• _Exercise task_: Extract all of the lines below word for word, leaving the pictures out of your answer.

═════ Supplied material

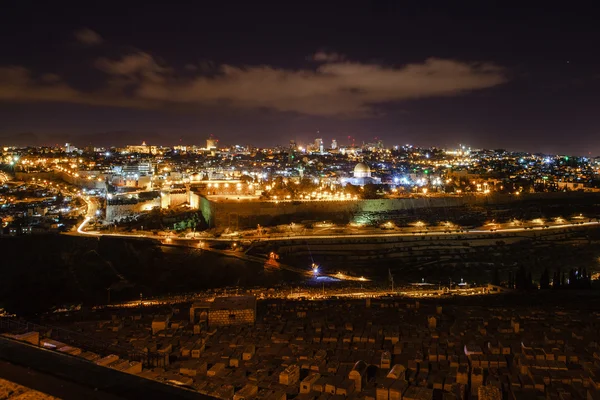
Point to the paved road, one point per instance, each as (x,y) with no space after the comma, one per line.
(49,384)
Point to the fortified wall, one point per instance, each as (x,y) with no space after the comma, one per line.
(248,214)
(120,209)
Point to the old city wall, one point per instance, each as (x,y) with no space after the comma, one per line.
(115,212)
(247,214)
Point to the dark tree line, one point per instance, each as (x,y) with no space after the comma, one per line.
(574,278)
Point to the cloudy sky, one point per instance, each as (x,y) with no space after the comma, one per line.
(524,79)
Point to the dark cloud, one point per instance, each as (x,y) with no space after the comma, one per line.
(335,88)
(88,37)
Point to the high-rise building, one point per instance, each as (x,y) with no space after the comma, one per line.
(211,144)
(318,146)
(292,151)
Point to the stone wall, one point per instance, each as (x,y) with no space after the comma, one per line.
(247,214)
(231,317)
(116,212)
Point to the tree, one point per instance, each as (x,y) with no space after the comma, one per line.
(545,279)
(496,277)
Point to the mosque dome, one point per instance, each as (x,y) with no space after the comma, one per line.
(362,170)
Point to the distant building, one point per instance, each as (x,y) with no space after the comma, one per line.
(234,310)
(211,144)
(141,149)
(362,176)
(318,145)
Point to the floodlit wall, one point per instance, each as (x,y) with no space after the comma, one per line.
(247,214)
(116,212)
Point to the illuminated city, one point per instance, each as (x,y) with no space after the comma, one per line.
(374,201)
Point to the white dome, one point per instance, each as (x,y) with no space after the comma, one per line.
(362,170)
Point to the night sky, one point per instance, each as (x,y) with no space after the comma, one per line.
(120,72)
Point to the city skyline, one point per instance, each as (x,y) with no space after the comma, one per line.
(264,75)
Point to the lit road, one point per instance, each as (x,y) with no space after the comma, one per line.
(92,206)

══════════

• _Full response_:
Point to the paved road, one point per instance, each as (x,y) with no space after the comma, one per line.
(49,384)
Point to the fortified wall, one point per instance, each as (x,y) with no space after the comma, one per line.
(248,214)
(120,209)
Point to the old city wall, one point per instance, each as (x,y) with no space after the comma, one per line.
(115,212)
(247,214)
Point to the dark tree line, one point per instance, each as (x,y) with no space after the comma, one per line.
(574,278)
Point to the cloudy sky, one point per instance, each as (x,y) with no space after the comma, one per line.
(524,79)
Point to the dark cloud, one point per instance, each as (x,y) with no space after the comma, one per line.
(335,88)
(88,37)
Point to the high-rise building, one point per instance, each as (x,y) with no space after the comma, one per line.
(211,144)
(318,146)
(292,151)
Point to the stone wall, one point per instance, each as (x,y) with no space after the comma, one per line.
(247,214)
(231,317)
(116,212)
Point to the tree, one point per instance, each as (x,y) with no space after the comma, one per line.
(545,279)
(496,277)
Point to the mosque dome, one point per instance, each as (x,y) with no space after the comma, one per line.
(362,170)
Point to the distant building, one point per instance, each as (x,y) with no space after the comma, one per line.
(234,310)
(211,144)
(141,149)
(362,176)
(318,145)
Point to the floodlit wall, one point per instance, each as (x,y) with no space after the comma, one per line.
(247,214)
(116,212)
Point to the illuminated city, one point per instance, each as (x,y) with no space after the comma, one per line.
(374,201)
Point to the white dome, one point per instance, each as (x,y) with no space after the comma, one per line.
(362,170)
Point to the night sky, one point per instance, each as (x,y) with no space after the comma, one per line.
(120,72)
Point to the city skyline, one point per instance, each as (x,y) with no space after the comma, one per line.
(264,75)
Point to the lit road, one point per instance, each as (x,y) with no space after the comma, one per line.
(92,206)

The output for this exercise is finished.